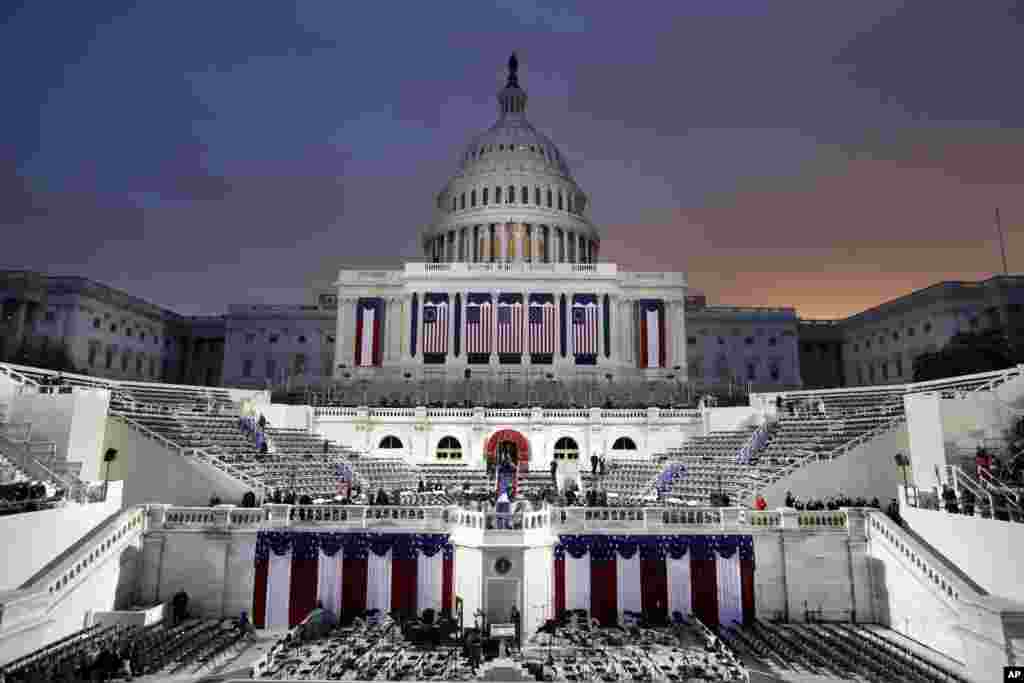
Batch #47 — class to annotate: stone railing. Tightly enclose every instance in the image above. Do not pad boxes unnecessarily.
[866,511,979,601]
[406,262,618,278]
[313,405,701,422]
[0,506,146,635]
[140,503,864,533]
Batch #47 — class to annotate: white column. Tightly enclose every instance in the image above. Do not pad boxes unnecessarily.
[339,294,351,377]
[444,292,455,359]
[623,299,636,367]
[490,290,498,369]
[608,295,622,362]
[410,292,423,361]
[672,301,686,368]
[522,290,530,366]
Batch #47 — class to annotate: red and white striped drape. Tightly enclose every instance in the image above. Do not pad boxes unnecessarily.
[252,550,455,629]
[552,553,755,629]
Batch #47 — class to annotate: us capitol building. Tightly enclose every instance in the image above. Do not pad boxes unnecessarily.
[334,55,799,401]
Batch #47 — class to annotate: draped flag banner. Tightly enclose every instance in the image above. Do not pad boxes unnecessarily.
[253,531,455,629]
[497,294,523,355]
[637,299,665,369]
[355,298,384,368]
[572,294,600,365]
[423,292,450,356]
[466,292,494,362]
[552,535,755,630]
[529,294,558,362]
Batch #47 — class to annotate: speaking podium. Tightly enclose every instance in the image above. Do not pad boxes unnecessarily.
[490,623,515,657]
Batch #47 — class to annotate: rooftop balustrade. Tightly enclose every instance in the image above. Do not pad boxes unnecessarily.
[147,503,864,535]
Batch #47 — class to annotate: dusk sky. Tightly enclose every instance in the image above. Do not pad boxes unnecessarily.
[0,0,1024,317]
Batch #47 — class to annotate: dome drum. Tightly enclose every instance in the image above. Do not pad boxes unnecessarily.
[422,55,600,263]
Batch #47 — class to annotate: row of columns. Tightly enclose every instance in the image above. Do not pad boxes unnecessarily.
[335,289,686,369]
[426,223,598,263]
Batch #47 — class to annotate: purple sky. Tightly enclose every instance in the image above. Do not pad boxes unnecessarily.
[0,0,1024,317]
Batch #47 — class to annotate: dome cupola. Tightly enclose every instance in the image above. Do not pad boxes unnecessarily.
[422,53,600,263]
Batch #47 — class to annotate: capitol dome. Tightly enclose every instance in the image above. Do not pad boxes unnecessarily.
[423,54,600,263]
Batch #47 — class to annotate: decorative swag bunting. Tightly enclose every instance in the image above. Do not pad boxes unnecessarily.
[555,533,754,560]
[256,530,454,560]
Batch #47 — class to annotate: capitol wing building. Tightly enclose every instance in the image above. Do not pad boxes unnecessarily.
[335,56,686,400]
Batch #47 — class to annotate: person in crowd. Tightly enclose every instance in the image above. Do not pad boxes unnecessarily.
[236,609,256,636]
[974,445,992,479]
[171,588,188,626]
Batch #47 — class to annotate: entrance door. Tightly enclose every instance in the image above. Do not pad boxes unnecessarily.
[487,579,521,624]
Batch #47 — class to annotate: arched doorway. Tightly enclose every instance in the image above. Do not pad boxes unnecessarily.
[484,429,529,496]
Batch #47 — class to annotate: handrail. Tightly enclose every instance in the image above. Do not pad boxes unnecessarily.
[0,364,39,386]
[865,512,985,602]
[0,506,146,633]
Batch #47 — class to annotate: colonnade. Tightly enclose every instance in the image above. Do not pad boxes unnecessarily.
[335,287,686,370]
[425,223,599,263]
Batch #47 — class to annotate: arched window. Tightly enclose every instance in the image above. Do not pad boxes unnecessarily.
[437,436,462,460]
[555,436,580,460]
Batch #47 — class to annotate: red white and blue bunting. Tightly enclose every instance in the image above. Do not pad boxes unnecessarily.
[553,535,755,628]
[252,530,455,628]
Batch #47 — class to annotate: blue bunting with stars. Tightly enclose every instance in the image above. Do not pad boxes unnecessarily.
[256,530,455,560]
[555,533,754,560]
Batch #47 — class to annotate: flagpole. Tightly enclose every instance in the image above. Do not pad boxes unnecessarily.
[995,208,1010,275]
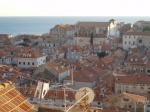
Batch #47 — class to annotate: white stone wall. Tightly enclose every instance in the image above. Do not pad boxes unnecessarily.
[115,83,150,94]
[123,35,140,50]
[74,37,106,46]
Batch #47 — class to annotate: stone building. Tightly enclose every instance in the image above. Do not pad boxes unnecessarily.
[123,32,150,50]
[74,19,117,45]
[50,24,74,44]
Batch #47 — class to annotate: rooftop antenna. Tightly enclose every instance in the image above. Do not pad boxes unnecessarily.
[65,87,94,112]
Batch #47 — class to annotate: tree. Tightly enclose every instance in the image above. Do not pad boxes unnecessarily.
[90,32,93,45]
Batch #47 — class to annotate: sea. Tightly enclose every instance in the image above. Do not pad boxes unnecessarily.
[0,16,150,37]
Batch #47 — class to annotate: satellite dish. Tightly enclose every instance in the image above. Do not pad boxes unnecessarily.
[75,87,94,104]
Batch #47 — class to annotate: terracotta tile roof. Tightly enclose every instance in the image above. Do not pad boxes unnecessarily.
[104,94,123,101]
[0,82,33,112]
[17,49,46,58]
[123,31,150,36]
[46,61,60,67]
[123,93,146,103]
[103,55,115,64]
[114,49,125,57]
[125,52,147,64]
[64,70,99,83]
[94,58,111,70]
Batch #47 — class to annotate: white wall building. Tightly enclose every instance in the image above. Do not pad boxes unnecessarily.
[17,51,46,68]
[123,32,150,50]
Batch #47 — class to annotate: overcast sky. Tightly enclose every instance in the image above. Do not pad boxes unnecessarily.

--

» Aim of the task
Rewrite the entries from their beginning through the line containing "[422,55,600,263]", inclusive, replacing "Tightly enclose" with "Precisely bound" and leaving everything else unchanged. Omit the pictures from your answer.

» Full response
Batch #47 — class to annotate: stone railing. Precisely bound every instance in the image above. Do not pad boxes unnecessarily.
[866,511,979,601]
[406,262,618,278]
[313,405,701,422]
[0,506,146,635]
[140,503,864,533]
Batch #47 — class to annotate: white column. Precisely bound every instance in the image above. Do not pad boxes unnecessarily.
[339,294,351,377]
[444,292,455,359]
[623,299,636,367]
[490,290,498,369]
[608,295,622,362]
[410,292,423,361]
[672,301,686,368]
[522,290,530,366]
Batch #47 — class to annotate: red and white striped drape. Precisely bound every instance in the image above. Do not pad boxes unnecessarily.
[252,550,455,629]
[552,553,755,629]
Batch #47 — class to annotate: us capitol building. Precisely bound every instance in the image above. Do not pad boxes unnecessarily.
[334,55,799,401]
Batch #47 — class to annotate: draped flag banner. Precisely bound every instance in the image above. Do not pad boxes unnecessarily.
[253,531,455,629]
[497,294,523,355]
[637,299,665,369]
[355,298,384,368]
[572,294,600,365]
[423,292,450,356]
[466,292,494,362]
[552,535,755,630]
[529,294,558,362]
Batch #47 — class to annotate: speaking podium. Precisely bound every instance in the image above. Do not pad boxes unnecessarily.
[490,623,515,657]
Batch #47 — class to annotate: rooftop balustrade. Precisely bound every instance in the image above. Do not pad boxes unnecessarily.
[147,503,864,535]
Batch #47 — class to annotate: dusk sky. Precisely bound every instance in the image above. Do not pad boxes unnecessarily.
[0,0,1024,317]
Batch #47 — class to annotate: dome drum. Precisely bound every instance in the image above. Do not pad boxes unnecessarily.
[422,55,600,263]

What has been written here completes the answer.